[Pointing dataset excerpts]
□ □ □
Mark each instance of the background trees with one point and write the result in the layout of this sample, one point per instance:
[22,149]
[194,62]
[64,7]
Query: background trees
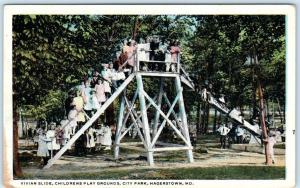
[51,54]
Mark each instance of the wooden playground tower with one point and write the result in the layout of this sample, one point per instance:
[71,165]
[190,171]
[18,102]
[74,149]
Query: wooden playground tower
[150,141]
[148,135]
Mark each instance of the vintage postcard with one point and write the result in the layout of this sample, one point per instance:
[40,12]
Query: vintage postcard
[149,96]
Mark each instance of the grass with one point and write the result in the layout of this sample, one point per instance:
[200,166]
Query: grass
[210,173]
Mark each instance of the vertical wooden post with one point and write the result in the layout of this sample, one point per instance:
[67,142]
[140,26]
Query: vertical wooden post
[262,119]
[157,114]
[178,63]
[145,119]
[119,127]
[184,118]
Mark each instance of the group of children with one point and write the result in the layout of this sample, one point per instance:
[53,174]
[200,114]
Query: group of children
[97,87]
[153,54]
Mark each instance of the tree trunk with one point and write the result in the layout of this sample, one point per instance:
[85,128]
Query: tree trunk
[198,127]
[17,171]
[206,119]
[215,121]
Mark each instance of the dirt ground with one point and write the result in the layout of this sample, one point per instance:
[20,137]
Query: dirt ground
[210,155]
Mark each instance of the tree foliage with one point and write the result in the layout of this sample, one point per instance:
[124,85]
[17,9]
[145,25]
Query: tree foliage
[53,53]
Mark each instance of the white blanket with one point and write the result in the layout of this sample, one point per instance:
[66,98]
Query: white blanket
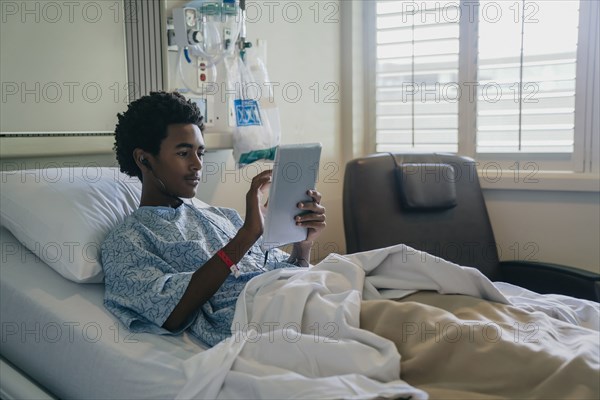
[296,332]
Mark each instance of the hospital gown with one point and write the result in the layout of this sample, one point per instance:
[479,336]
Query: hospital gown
[149,259]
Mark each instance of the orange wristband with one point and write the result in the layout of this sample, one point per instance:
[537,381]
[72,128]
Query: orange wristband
[230,264]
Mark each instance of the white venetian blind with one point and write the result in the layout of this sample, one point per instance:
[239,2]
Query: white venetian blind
[417,59]
[526,75]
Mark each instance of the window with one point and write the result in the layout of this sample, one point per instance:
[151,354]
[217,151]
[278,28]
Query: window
[504,81]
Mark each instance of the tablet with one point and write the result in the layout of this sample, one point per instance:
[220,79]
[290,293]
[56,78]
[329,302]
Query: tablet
□ □ □
§ **The request**: Could you express every line of the entries above as a numbered list, skipping any blank lines and leaving the pictures out?

§ **Written reply**:
1. Mark each instance of the background trees with one point and write the result in the layout of this sample, one point per instance:
2. [22,149]
3. [194,62]
4. [64,7]
5. Query: background trees
6. [51,54]
7. Mark each instance of the wooden playground tower with one point and write the result in the layout of this sample, one point per instance:
8. [71,165]
9. [190,171]
10. [18,102]
11. [74,149]
12. Query: wooden playground tower
13. [150,141]
14. [148,135]
15. Mark each instance of the vintage postcard with one point and write the result in the layout of this sample, one point per instance:
16. [40,12]
17. Query: vintage postcard
18. [149,96]
19. Mark each instance of the grass with one point and write the result in the layout of this sample, one point per instance:
20. [200,166]
21. Query: grass
22. [210,173]
23. Mark each instance of the vertical wooden post with one point and write the result in the layout of this sample, one point per instance:
24. [67,142]
25. [140,26]
26. Query: vertical wooden post
27. [262,119]
28. [157,114]
29. [178,63]
30. [145,119]
31. [119,127]
32. [184,118]
33. Mark each instance of the group of children with one point and write the result in the layout of this sample, one point per instance:
34. [53,174]
35. [200,114]
36. Query: group of children
37. [97,87]
38. [153,54]
39. Mark each instance of the tree trunk with one point and write the result in the layout of this sample, one point per instance:
40. [85,128]
41. Query: tree trunk
42. [198,127]
43. [17,171]
44. [206,119]
45. [215,121]
46. Mark each instance of the dirt ground with one point and write the result in the layout of this sample, one point per instance:
47. [20,137]
48. Query: dirt ground
49. [210,155]
50. Mark each instance of the tree foliage with one point and write the result in the layout of this sample, one point per instance:
51. [124,85]
52. [17,9]
53. [145,25]
54. Query: tree foliage
55. [53,53]
56. Mark each instance of the white blanket with one point and write the result in the layout of this sample, one point per instance:
57. [66,98]
58. Query: white blanket
59. [296,332]
60. Mark each instance of the hospital gown with one point and write the result in the layout of this sample, one point per instance:
61. [479,336]
62. Query: hospital gown
63. [149,259]
64. Mark each instance of the orange wristband with one point and write the result in the layout of this sample, one point per instance:
65. [537,381]
66. [72,128]
67. Query: orange wristband
68. [230,264]
69. Mark each instance of the white venetian blind with one point and write the result in the layout of this sample, one point per instance:
70. [239,2]
71. Query: white venetian blind
72. [417,59]
73. [526,75]
74. Mark each instance of the window with one point and write the result in the layout of this sample, one point per instance:
75. [151,354]
76. [217,151]
77. [278,28]
78. Query: window
79. [504,81]
80. Mark each instance of the tablet with one point and write the result in the layout of this sample, one point per instance:
81. [220,79]
82. [290,293]
83. [56,78]
84. [329,302]
85. Query: tablet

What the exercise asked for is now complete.